━━━━━ GIVEN DATA

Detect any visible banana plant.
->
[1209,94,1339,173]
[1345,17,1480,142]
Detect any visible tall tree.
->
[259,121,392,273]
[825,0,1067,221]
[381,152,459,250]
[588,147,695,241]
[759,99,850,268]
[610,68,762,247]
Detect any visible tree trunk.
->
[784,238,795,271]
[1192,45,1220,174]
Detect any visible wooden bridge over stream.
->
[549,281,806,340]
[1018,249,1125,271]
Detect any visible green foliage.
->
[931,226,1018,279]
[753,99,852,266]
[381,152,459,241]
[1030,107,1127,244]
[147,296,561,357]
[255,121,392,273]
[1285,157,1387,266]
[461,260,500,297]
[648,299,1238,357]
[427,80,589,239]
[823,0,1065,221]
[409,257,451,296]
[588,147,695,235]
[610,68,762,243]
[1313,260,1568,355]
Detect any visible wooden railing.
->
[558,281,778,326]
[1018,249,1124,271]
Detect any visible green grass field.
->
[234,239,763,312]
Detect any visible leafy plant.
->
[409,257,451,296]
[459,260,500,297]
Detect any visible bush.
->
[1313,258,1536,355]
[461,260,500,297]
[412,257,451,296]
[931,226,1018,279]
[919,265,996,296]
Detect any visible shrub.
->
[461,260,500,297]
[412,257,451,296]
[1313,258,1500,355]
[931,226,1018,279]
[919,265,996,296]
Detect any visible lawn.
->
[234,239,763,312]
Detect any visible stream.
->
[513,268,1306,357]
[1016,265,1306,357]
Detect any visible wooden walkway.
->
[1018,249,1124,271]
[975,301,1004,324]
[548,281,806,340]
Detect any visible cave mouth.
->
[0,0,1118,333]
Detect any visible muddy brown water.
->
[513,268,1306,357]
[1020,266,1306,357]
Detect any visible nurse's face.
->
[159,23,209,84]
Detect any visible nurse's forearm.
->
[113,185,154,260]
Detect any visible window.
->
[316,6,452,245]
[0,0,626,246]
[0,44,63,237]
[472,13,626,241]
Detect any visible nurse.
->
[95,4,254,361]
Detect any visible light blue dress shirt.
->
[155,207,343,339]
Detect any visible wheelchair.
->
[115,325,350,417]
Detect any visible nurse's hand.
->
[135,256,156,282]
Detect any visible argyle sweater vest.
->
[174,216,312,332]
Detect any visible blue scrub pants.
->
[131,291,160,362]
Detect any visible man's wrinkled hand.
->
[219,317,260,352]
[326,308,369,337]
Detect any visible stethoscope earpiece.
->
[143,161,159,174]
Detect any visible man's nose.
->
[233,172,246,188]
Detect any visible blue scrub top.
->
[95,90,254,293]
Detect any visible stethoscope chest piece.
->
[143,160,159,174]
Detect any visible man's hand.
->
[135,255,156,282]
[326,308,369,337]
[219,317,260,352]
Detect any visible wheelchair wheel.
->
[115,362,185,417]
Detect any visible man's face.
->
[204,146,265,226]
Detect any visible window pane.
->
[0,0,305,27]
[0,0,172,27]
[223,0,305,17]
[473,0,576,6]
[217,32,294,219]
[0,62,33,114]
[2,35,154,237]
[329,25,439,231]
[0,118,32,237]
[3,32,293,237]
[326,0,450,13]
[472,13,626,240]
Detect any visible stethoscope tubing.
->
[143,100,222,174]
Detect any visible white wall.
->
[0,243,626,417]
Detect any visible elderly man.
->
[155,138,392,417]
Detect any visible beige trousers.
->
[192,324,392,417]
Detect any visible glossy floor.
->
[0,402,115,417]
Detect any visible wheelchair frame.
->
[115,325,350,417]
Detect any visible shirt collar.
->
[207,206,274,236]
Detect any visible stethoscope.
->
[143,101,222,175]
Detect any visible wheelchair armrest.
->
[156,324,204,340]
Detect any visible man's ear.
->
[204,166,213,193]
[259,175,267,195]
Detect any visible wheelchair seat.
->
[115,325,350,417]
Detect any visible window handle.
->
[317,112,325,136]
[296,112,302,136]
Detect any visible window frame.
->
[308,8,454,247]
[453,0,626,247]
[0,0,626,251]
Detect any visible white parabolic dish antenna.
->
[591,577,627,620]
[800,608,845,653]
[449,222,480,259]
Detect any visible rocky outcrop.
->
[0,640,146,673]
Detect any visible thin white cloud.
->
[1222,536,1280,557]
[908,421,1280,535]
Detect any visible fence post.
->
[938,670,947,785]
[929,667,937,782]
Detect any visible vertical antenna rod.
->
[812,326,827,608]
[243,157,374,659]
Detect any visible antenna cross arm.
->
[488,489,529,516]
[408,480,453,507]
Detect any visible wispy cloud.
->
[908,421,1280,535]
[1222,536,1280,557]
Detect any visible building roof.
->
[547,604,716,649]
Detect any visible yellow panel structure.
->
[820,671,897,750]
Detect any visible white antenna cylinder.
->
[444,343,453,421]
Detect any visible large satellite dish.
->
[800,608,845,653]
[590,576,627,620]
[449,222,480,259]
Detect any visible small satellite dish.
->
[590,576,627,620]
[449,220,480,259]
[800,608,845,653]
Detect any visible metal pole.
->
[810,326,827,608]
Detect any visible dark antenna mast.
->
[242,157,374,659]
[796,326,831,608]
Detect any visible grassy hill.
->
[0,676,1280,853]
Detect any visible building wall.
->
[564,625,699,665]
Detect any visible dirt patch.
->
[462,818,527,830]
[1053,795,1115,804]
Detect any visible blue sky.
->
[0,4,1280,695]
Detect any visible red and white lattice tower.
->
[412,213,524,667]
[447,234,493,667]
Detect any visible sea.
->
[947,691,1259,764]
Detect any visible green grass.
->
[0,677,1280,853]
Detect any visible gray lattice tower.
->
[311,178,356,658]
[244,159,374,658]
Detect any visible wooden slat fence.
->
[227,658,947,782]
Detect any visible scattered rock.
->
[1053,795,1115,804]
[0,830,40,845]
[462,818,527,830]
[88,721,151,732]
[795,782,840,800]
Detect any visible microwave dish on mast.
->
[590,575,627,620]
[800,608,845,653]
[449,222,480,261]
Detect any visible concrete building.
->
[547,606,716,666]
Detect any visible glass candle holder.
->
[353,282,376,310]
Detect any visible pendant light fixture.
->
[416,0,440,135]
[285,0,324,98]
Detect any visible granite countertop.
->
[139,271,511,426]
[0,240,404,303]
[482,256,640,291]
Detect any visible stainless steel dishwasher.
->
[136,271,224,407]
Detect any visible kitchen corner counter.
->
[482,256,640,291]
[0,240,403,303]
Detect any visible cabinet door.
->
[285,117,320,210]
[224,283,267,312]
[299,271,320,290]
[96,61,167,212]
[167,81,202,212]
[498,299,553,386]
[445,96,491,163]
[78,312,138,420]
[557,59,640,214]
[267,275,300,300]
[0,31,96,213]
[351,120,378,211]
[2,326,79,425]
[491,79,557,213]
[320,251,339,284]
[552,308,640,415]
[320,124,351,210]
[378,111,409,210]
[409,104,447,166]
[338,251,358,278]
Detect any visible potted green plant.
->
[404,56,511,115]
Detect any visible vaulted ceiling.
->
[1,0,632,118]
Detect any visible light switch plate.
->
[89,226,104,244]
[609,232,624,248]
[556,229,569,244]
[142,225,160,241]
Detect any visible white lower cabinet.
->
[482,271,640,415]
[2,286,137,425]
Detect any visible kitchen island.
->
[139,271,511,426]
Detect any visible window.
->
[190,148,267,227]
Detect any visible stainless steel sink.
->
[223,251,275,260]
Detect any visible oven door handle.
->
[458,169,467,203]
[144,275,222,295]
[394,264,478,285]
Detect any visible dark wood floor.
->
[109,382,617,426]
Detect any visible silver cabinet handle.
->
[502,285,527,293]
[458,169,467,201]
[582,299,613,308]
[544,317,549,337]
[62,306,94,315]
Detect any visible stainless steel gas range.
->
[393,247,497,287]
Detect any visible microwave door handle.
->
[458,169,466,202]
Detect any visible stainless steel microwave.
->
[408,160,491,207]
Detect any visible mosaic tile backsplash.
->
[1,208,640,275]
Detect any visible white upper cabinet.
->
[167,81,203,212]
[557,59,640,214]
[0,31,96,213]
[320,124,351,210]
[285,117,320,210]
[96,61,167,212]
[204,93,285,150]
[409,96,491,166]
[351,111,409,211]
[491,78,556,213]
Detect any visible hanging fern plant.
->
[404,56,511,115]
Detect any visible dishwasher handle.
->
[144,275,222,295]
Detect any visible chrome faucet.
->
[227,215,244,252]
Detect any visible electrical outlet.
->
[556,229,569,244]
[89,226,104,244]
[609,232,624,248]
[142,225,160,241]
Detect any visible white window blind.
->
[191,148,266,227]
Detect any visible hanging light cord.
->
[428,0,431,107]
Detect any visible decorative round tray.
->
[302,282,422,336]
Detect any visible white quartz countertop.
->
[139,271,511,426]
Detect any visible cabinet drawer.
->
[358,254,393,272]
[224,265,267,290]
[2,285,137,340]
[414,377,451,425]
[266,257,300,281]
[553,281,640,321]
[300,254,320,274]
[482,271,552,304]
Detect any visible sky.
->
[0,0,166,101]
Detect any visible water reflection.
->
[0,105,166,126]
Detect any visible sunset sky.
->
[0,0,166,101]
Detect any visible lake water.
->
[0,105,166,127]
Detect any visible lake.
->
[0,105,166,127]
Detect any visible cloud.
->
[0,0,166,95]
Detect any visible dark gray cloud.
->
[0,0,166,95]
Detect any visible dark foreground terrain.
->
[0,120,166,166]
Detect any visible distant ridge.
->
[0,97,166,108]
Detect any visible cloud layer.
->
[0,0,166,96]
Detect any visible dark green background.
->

━━━━━━━━━━

> **WHAT YOU ARE ASKED TO DO**:
Can you replace "lattice tower" with "steel tower" in the data, starting with the line containing "Detect any visible red" and going on through the line containing "[0,240,403,303]", and give back only those lines with nothing else changed?

> **REPLY**:
Detect any visible red and white steel tower.
->
[412,213,524,667]
[447,234,493,667]
Detect any visible sea.
->
[947,691,1259,764]
Detect any visible green grass.
->
[0,677,1280,853]
Detect any visible gray steel tower.
->
[311,178,356,658]
[244,159,374,658]
Detect any visible wooden slat fence.
->
[227,658,947,782]
Detect any visible scattered rock.
->
[1053,795,1115,804]
[0,830,40,845]
[462,818,527,830]
[88,721,151,732]
[795,782,840,800]
Detect any visible microwave dish on mast.
->
[590,575,627,620]
[800,608,845,653]
[449,222,480,261]
Detect any visible concrete building.
->
[547,606,716,666]
Detect any visible glass candle holder.
->
[353,282,376,310]
Detect any visible pendant light fixture.
->
[416,0,440,135]
[285,0,324,98]
Detect any visible granite countertop.
->
[139,271,511,426]
[0,240,404,303]
[482,256,640,291]
Detect any visible stainless steel dishwasher.
->
[136,271,224,407]
Detect any visible kitchen corner counter.
->
[482,256,640,291]
[0,240,403,303]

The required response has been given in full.